** Start of Data lines **
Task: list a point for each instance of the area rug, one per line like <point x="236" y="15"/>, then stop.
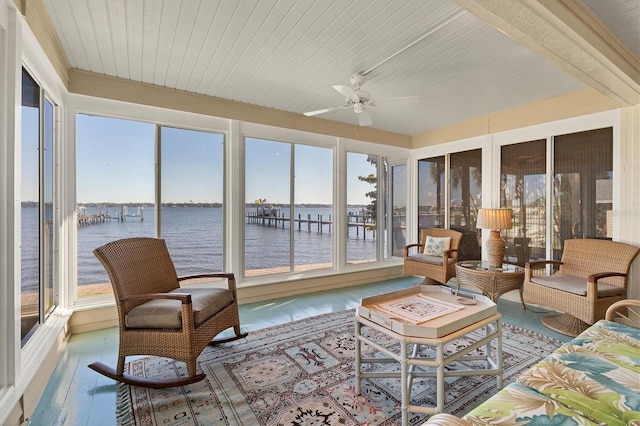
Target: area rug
<point x="302" y="373"/>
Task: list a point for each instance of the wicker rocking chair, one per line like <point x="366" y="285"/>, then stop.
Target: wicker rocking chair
<point x="158" y="317"/>
<point x="434" y="269"/>
<point x="592" y="276"/>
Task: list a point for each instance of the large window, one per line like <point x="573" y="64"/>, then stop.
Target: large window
<point x="362" y="207"/>
<point x="583" y="186"/>
<point x="459" y="195"/>
<point x="192" y="178"/>
<point x="397" y="216"/>
<point x="523" y="189"/>
<point x="37" y="227"/>
<point x="115" y="188"/>
<point x="431" y="193"/>
<point x="313" y="181"/>
<point x="289" y="207"/>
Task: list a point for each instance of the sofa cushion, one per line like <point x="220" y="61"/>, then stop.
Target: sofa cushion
<point x="516" y="404"/>
<point x="596" y="374"/>
<point x="167" y="313"/>
<point x="575" y="285"/>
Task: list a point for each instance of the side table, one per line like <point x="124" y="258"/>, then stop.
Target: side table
<point x="493" y="282"/>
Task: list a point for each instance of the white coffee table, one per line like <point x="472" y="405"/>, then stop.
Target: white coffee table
<point x="411" y="337"/>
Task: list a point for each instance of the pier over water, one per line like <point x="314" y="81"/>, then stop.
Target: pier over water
<point x="319" y="224"/>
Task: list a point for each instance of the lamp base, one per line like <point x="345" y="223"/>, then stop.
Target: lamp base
<point x="495" y="249"/>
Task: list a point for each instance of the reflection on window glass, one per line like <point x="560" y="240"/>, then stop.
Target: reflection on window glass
<point x="582" y="185"/>
<point x="115" y="184"/>
<point x="192" y="194"/>
<point x="30" y="247"/>
<point x="431" y="193"/>
<point x="267" y="195"/>
<point x="362" y="207"/>
<point x="466" y="198"/>
<point x="313" y="217"/>
<point x="523" y="189"/>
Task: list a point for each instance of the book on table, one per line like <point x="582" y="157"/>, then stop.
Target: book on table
<point x="417" y="308"/>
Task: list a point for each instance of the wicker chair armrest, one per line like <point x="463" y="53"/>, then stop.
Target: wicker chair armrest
<point x="541" y="263"/>
<point x="445" y="419"/>
<point x="595" y="277"/>
<point x="616" y="311"/>
<point x="410" y="246"/>
<point x="182" y="297"/>
<point x="231" y="278"/>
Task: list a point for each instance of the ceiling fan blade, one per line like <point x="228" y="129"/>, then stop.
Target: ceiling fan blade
<point x="346" y="91"/>
<point x="364" y="119"/>
<point x="322" y="111"/>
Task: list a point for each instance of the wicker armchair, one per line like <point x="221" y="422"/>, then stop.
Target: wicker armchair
<point x="433" y="268"/>
<point x="592" y="275"/>
<point x="158" y="317"/>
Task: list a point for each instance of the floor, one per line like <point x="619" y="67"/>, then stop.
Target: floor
<point x="76" y="395"/>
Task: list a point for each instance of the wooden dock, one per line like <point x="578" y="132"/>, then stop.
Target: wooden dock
<point x="318" y="224"/>
<point x="85" y="219"/>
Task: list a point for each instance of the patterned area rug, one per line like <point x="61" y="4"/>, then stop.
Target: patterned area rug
<point x="302" y="373"/>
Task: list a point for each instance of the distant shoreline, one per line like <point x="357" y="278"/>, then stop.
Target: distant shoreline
<point x="217" y="205"/>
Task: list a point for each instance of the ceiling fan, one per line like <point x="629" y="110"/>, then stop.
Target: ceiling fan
<point x="357" y="99"/>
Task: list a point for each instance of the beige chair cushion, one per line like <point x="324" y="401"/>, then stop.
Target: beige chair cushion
<point x="575" y="285"/>
<point x="425" y="258"/>
<point x="164" y="313"/>
<point x="435" y="246"/>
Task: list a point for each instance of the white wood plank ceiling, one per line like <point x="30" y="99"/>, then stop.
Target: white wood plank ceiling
<point x="286" y="54"/>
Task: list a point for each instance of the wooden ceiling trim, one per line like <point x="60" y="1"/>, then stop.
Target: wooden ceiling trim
<point x="101" y="86"/>
<point x="562" y="35"/>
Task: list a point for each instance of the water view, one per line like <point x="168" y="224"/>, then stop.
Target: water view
<point x="194" y="236"/>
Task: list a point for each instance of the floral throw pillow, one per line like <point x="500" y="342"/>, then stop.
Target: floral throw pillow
<point x="435" y="246"/>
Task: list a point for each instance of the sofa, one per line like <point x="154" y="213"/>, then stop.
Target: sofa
<point x="592" y="380"/>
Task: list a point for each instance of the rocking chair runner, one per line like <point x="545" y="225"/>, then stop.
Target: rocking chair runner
<point x="158" y="317"/>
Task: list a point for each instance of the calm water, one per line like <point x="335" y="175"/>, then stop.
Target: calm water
<point x="194" y="237"/>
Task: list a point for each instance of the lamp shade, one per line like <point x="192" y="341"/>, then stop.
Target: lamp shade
<point x="494" y="219"/>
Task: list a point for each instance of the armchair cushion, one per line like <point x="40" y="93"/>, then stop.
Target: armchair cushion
<point x="167" y="313"/>
<point x="431" y="260"/>
<point x="436" y="246"/>
<point x="576" y="285"/>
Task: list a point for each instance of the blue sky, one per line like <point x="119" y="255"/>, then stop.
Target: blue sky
<point x="115" y="162"/>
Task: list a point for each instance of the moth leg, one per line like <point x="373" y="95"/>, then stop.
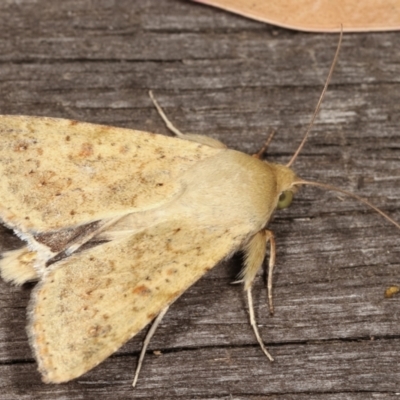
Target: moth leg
<point x="186" y="136"/>
<point x="146" y="342"/>
<point x="254" y="257"/>
<point x="264" y="148"/>
<point x="254" y="325"/>
<point x="17" y="266"/>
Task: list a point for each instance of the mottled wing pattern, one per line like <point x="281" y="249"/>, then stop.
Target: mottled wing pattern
<point x="91" y="303"/>
<point x="58" y="173"/>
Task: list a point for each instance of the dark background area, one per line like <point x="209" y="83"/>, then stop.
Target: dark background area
<point x="334" y="335"/>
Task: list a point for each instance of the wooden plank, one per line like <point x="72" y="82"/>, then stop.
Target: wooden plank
<point x="334" y="335"/>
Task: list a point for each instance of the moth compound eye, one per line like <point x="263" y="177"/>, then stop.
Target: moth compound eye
<point x="285" y="199"/>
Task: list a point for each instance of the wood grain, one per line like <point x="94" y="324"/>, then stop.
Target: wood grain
<point x="334" y="335"/>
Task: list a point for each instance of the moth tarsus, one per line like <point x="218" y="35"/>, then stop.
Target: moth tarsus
<point x="162" y="211"/>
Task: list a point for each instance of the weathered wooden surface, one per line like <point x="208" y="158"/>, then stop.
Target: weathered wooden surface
<point x="334" y="335"/>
** End of Data lines **
→ The task
Reproduce all of the data exactly; the pictures do not belong in the copy.

→ Solution
Task: list a point for each instance of the area rug, one per line like <point x="236" y="15"/>, then stop.
Target: area rug
<point x="302" y="373"/>
Task: list a point for each instance of the wicker rocking chair, one per line like <point x="366" y="285"/>, then stop.
Target: wicker rocking chair
<point x="158" y="317"/>
<point x="434" y="269"/>
<point x="592" y="276"/>
Task: list a point for each instance of the large window, one per line like <point x="573" y="64"/>, then stop.
Target: large window
<point x="362" y="207"/>
<point x="583" y="186"/>
<point x="459" y="195"/>
<point x="192" y="178"/>
<point x="397" y="216"/>
<point x="523" y="189"/>
<point x="37" y="227"/>
<point x="115" y="188"/>
<point x="431" y="193"/>
<point x="313" y="181"/>
<point x="289" y="207"/>
Task: list a point for each instance of the sofa cushion, one per line like <point x="220" y="61"/>, then stop.
Target: sofa cushion
<point x="516" y="404"/>
<point x="596" y="374"/>
<point x="167" y="313"/>
<point x="575" y="285"/>
Task: list a point for each instance of the side table, one per line like <point x="124" y="258"/>, then stop.
Target: side table
<point x="493" y="282"/>
Task: list a point for each instance of the white coffee table, one per line like <point x="472" y="405"/>, then stop.
Target: white coffee table
<point x="411" y="337"/>
Task: list a point for each instance of the pier over water, one per line like <point x="314" y="81"/>, then stop.
Target: pier over water
<point x="319" y="224"/>
Task: list a point for each instance of the lamp base, one per line like <point x="345" y="223"/>, then stop.
Target: lamp base
<point x="495" y="249"/>
Task: list a point for each instance of the reflection on window glass, one per line like <point x="560" y="240"/>, then stop.
Target: reflection on window glass
<point x="582" y="185"/>
<point x="115" y="184"/>
<point x="192" y="194"/>
<point x="30" y="247"/>
<point x="431" y="193"/>
<point x="267" y="195"/>
<point x="362" y="207"/>
<point x="466" y="198"/>
<point x="313" y="217"/>
<point x="523" y="189"/>
Task: list a point for each instance of the book on table, one per line like <point x="582" y="157"/>, then stop.
Target: book on table
<point x="417" y="308"/>
Task: list a point for each instance of the wicker chair armrest, one per line like <point x="463" y="53"/>, then stop.
Target: wicker chair armrest
<point x="541" y="263"/>
<point x="445" y="419"/>
<point x="595" y="277"/>
<point x="616" y="311"/>
<point x="410" y="246"/>
<point x="182" y="297"/>
<point x="231" y="278"/>
Task: list a point for each instance of the ceiling fan blade, one per line like <point x="228" y="129"/>, then stop.
Target: ceiling fan blade
<point x="346" y="91"/>
<point x="364" y="119"/>
<point x="322" y="111"/>
Task: list a point for each instance of the wicker armchair, one per line like <point x="221" y="422"/>, then stop.
Target: wicker armchair
<point x="433" y="268"/>
<point x="592" y="275"/>
<point x="158" y="317"/>
Task: list a point for each instance of the floor, one per line like <point x="619" y="67"/>, then stop.
Target: floor
<point x="76" y="395"/>
Task: list a point for each instance of the wooden dock, one per line like <point x="578" y="132"/>, then stop.
Target: wooden dock
<point x="318" y="224"/>
<point x="85" y="219"/>
Task: list a point for each instance of the patterned area rug, one per line like <point x="61" y="4"/>, then stop.
Target: patterned area rug
<point x="302" y="373"/>
Task: list a point for each instance of the distant shoreline, one per line like <point x="357" y="278"/>, then stop.
Target: distant shoreline
<point x="217" y="205"/>
Task: list a point for each instance of the ceiling fan, one per line like <point x="629" y="110"/>, then stop.
Target: ceiling fan
<point x="357" y="99"/>
Task: list a point for each instance of the beige chair cushion, one per line like <point x="324" y="401"/>, then stop.
Target: beige chair cushion
<point x="575" y="285"/>
<point x="425" y="258"/>
<point x="164" y="313"/>
<point x="435" y="246"/>
Task: list a point for each instance of the white wood plank ceiling, one per line like <point x="30" y="99"/>, then stop.
Target: white wood plank ceiling
<point x="286" y="54"/>
Task: list a point for each instance of the wooden ceiling trim, one per line like <point x="60" y="1"/>, then stop.
Target: wooden ceiling trim
<point x="101" y="86"/>
<point x="562" y="35"/>
Task: list a point for each instance of the water view, one per line like <point x="168" y="224"/>, then stop.
Target: water view
<point x="194" y="236"/>
Task: list a point for each instance of the floral throw pillow, one per line like <point x="500" y="342"/>, then stop.
Target: floral throw pillow
<point x="435" y="246"/>
Task: list a point for each instance of the sofa, one per line like <point x="154" y="213"/>, then stop.
Target: sofa
<point x="592" y="380"/>
Task: list a point for each instance of the rocking chair runner, one per line like <point x="545" y="225"/>, then stop.
Target: rocking chair runner
<point x="158" y="317"/>
Task: list a point for each instance of the calm water, one per line like <point x="335" y="175"/>, then stop.
Target: calm water
<point x="194" y="237"/>
Task: list a point for each instance of the lamp shade, one per line like <point x="192" y="341"/>, then stop.
Target: lamp shade
<point x="494" y="219"/>
Task: list a point for each instance of the armchair cushion, one per line like <point x="40" y="93"/>, then stop.
Target: armchair cushion
<point x="167" y="313"/>
<point x="431" y="260"/>
<point x="436" y="246"/>
<point x="576" y="285"/>
Task: list a point for each instance of the blue sky, one per line like <point x="119" y="255"/>, then stop.
Target: blue sky
<point x="115" y="162"/>
Task: list a point for each instance of the moth leg, one per line like <point x="373" y="95"/>, then stop.
Target: moth leg
<point x="186" y="136"/>
<point x="146" y="342"/>
<point x="254" y="257"/>
<point x="264" y="148"/>
<point x="254" y="325"/>
<point x="17" y="266"/>
Task: list a point for each instance of the mottled wing pattern, one per line like <point x="281" y="249"/>, then stop.
Target: mottled wing pattern
<point x="91" y="303"/>
<point x="58" y="173"/>
Task: list a point for each instance of the dark background area, one per line like <point x="209" y="83"/>, then stop.
Target: dark background area
<point x="334" y="335"/>
Task: list a point for each instance of the wooden plank, one per line like <point x="72" y="82"/>, then stop.
Target: wooden plank
<point x="334" y="335"/>
Task: list a point for each instance of the moth compound eye, one per line like <point x="263" y="177"/>, then stop.
Target: moth compound eye
<point x="285" y="199"/>
Task: list a point for each instance of the wood grain, one per line like <point x="94" y="324"/>, then stop.
Target: wood grain
<point x="334" y="335"/>
Task: list a point for each instance of the moth tarsus, one per line like <point x="218" y="35"/>, then stop.
Target: moth tarsus
<point x="162" y="211"/>
Task: list a point for each instance of the weathered wooden surface, one per line like <point x="208" y="158"/>, then stop.
Target: weathered wooden surface
<point x="334" y="335"/>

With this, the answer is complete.